**Required tasks:**
**1)** In the post about supporting multiple email addresses, which column on the users table would have to be replaced?
**2)** Return everything from "What’s the Big" down to "new database structure." in the post about supporting multiple email addresses.
+++ Passage +++
A while back, I was sent a design mockup which included a rather inconspicuous change to the user settings page. In place of the single “email address” field, you could now enter multiple emails, and designate one of them as primary. I immediately started raising questions to see if this was a hard requirement, because I knew that it was going to be way more work than anyone outside of engineering probably assumed it would be.
What’s the Big Deal?
This change would need to involve replacing our email_address column on the users table with something that could support multiple values. That, in itself, is pretty straightforward:
What makes it considerably more complicated is that we need to make this change in a way that doesn’t require any downtime (or freezing of updates to emails, which happen pretty much constantly when you have millions of users), and could be rolled back at any point (in case of mistakes).
Those requirements make it a fairly involved, multi-step process:
- Create the new database structure.
- Set up write forwarding, so that changes to the old structure get copied over to the new one, and vice-versa. This ensures that at any point in the process, we can revert any/all of our changes, and users won’t see any data suddenly change back to a previous value.
- Copy over all values from the old data structure into the new one.
- Update all code which reads this data to read from the new structure.
- Update all code which writes this data to write to the new structure.
- Tear down write forwarding and drop the old data.
- Now you can make whatever user-facing changes you wanted to make.
This is already complex enough that it’s worth double-checking with PM and Design to make sure that this change is important enough to spend a nontrivial amount of time on it. But as long as that’s confirmed, this is a drill we’re familiar with; we’ll make some Jira issues for it and slot it into some upcoming sprints.
+++ Information supplied +++
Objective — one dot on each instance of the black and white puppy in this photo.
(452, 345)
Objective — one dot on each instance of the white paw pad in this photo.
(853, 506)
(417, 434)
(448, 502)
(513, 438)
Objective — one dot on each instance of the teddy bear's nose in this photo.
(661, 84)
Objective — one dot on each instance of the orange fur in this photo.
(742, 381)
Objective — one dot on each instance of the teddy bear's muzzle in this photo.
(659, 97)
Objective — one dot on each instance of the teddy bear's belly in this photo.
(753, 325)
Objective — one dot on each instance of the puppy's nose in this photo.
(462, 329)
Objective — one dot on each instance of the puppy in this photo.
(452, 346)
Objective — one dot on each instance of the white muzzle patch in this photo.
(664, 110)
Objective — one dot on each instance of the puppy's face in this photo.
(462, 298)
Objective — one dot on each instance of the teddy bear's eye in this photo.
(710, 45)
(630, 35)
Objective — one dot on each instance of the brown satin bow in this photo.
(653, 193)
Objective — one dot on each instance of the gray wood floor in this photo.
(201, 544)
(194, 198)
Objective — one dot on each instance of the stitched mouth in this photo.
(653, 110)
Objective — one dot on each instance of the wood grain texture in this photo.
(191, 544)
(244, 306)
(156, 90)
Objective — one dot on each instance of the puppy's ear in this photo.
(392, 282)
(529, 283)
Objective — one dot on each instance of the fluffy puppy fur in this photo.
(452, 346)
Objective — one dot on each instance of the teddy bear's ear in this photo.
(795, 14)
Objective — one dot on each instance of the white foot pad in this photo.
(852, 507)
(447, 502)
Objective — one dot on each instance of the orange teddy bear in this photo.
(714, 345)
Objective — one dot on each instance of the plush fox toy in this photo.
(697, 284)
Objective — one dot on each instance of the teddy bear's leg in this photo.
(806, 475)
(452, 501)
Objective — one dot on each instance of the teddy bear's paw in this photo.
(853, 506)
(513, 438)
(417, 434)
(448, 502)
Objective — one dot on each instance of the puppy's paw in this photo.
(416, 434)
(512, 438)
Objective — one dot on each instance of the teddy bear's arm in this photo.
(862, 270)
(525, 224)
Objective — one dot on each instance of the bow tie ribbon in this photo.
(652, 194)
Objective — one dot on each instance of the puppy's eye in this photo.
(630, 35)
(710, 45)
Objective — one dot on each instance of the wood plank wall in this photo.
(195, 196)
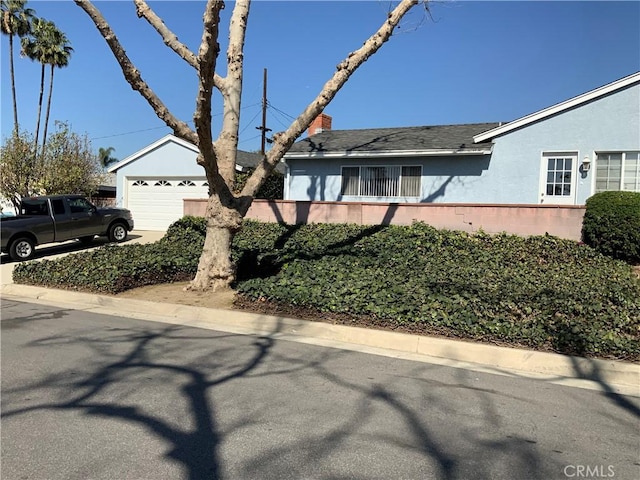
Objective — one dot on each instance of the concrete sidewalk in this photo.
(605, 375)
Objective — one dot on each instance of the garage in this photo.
(158, 202)
(154, 181)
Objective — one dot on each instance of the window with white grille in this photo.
(381, 181)
(618, 171)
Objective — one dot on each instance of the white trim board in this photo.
(559, 107)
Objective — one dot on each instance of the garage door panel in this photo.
(157, 203)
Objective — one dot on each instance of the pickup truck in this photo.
(58, 218)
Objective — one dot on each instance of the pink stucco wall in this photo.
(558, 220)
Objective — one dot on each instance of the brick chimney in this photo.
(321, 123)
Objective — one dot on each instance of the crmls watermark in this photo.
(589, 471)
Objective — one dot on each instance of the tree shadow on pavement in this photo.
(255, 407)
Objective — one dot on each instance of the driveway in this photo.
(56, 250)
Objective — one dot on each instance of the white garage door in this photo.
(156, 203)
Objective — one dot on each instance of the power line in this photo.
(270, 105)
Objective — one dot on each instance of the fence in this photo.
(564, 221)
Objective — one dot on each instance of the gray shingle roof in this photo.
(436, 137)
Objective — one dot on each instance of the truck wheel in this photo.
(117, 233)
(22, 249)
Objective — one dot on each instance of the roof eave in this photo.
(133, 157)
(389, 153)
(557, 108)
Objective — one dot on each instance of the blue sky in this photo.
(472, 61)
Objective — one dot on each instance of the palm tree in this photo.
(38, 46)
(104, 156)
(16, 20)
(57, 57)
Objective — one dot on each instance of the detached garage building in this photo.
(154, 181)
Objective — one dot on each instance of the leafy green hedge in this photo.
(116, 268)
(611, 224)
(542, 292)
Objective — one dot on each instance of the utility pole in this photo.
(264, 128)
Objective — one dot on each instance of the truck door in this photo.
(84, 217)
(63, 223)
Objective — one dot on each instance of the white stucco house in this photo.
(560, 155)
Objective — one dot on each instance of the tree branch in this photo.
(344, 70)
(227, 143)
(168, 37)
(132, 75)
(207, 57)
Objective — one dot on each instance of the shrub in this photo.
(542, 292)
(612, 224)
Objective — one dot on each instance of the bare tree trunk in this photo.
(35, 143)
(13, 87)
(46, 117)
(215, 268)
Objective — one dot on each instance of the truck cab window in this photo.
(79, 205)
(34, 207)
(58, 206)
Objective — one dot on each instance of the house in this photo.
(560, 155)
(154, 181)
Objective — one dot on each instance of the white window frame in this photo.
(558, 199)
(623, 154)
(398, 186)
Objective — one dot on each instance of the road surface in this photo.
(103, 397)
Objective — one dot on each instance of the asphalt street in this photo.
(103, 397)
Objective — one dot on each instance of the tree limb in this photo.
(132, 74)
(227, 143)
(168, 37)
(344, 70)
(207, 57)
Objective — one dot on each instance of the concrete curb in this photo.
(610, 375)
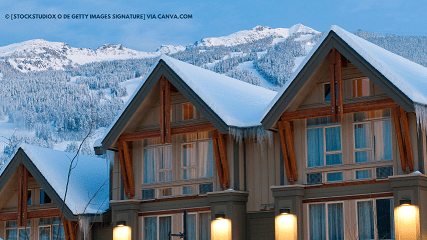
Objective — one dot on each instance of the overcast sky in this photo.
(209, 19)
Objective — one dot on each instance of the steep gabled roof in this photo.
(88, 189)
(403, 80)
(226, 102)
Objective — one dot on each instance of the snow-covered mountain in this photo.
(254, 34)
(39, 54)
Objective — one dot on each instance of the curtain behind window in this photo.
(315, 147)
(335, 221)
(150, 228)
(149, 166)
(205, 226)
(317, 222)
(365, 217)
(164, 227)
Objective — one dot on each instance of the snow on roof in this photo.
(90, 176)
(409, 77)
(237, 103)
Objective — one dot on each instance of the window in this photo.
(323, 142)
(326, 221)
(197, 158)
(51, 229)
(375, 219)
(188, 111)
(158, 164)
(15, 233)
(199, 226)
(372, 136)
(361, 88)
(157, 227)
(44, 198)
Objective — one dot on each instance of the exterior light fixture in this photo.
(220, 216)
(121, 223)
(285, 211)
(405, 202)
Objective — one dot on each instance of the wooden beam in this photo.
(8, 217)
(223, 151)
(204, 127)
(339, 110)
(332, 60)
(162, 110)
(136, 136)
(348, 108)
(123, 167)
(47, 213)
(20, 187)
(407, 141)
(396, 114)
(167, 109)
(289, 175)
(291, 149)
(65, 225)
(215, 146)
(129, 171)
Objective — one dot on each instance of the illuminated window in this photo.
(188, 111)
(15, 233)
(375, 219)
(372, 136)
(361, 88)
(157, 227)
(51, 229)
(158, 164)
(44, 198)
(326, 221)
(323, 142)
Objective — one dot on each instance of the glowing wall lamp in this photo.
(221, 227)
(286, 225)
(407, 220)
(121, 232)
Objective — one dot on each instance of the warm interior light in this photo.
(286, 227)
(407, 223)
(405, 202)
(285, 211)
(121, 223)
(221, 229)
(122, 233)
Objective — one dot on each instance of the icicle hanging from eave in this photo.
(262, 135)
(421, 113)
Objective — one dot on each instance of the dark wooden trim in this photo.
(350, 197)
(291, 149)
(200, 209)
(347, 109)
(44, 213)
(129, 171)
(340, 97)
(174, 199)
(8, 217)
(289, 176)
(407, 140)
(396, 115)
(332, 60)
(342, 184)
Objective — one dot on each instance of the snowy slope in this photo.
(39, 54)
(254, 34)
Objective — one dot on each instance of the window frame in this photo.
(326, 217)
(374, 212)
(157, 222)
(325, 153)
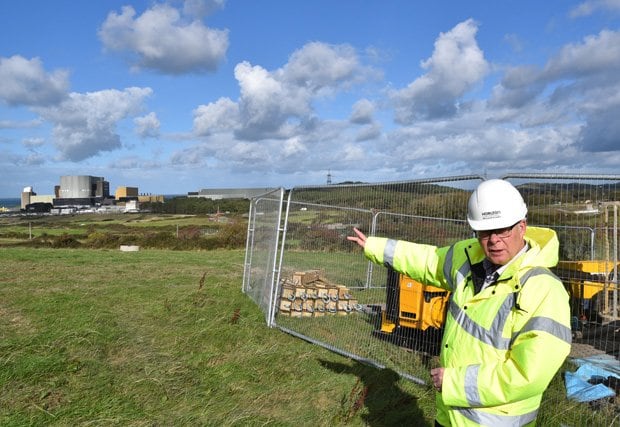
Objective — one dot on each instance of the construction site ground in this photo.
(596, 339)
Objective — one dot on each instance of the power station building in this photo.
(82, 190)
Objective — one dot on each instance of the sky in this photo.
(175, 96)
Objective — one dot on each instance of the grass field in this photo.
(103, 337)
(100, 337)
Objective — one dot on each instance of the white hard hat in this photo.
(495, 204)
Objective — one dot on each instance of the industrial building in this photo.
(84, 193)
(229, 193)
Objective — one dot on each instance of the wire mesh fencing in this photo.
(260, 270)
(324, 291)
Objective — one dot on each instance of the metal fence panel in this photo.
(328, 294)
(262, 250)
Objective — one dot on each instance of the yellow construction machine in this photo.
(414, 313)
(593, 289)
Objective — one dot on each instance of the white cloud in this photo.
(202, 8)
(369, 132)
(219, 116)
(147, 126)
(33, 142)
(85, 124)
(278, 104)
(590, 6)
(362, 112)
(457, 64)
(162, 40)
(25, 82)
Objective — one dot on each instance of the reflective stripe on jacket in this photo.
(502, 346)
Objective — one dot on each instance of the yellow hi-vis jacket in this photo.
(502, 346)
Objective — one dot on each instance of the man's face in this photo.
(501, 245)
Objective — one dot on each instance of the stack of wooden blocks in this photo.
(309, 294)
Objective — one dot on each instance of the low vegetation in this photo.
(160, 337)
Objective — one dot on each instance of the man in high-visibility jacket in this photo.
+++
**Answers to the exercise:**
**1)** The email_address column.

**2)**
What’s the Big Deal?
This change would need to involve replacing our email_address column on the users table with something that could support multiple values. That, in itself, is pretty straightforward:
What makes it considerably more complicated is that we need to make this change in a way that doesn’t require any downtime (or freezing of updates to emails, which happen pretty much constantly when you have millions of users), and could be rolled back at any point (in case of mistakes).
Those requirements make it a fairly involved, multi-step process:
- Create the new database structure.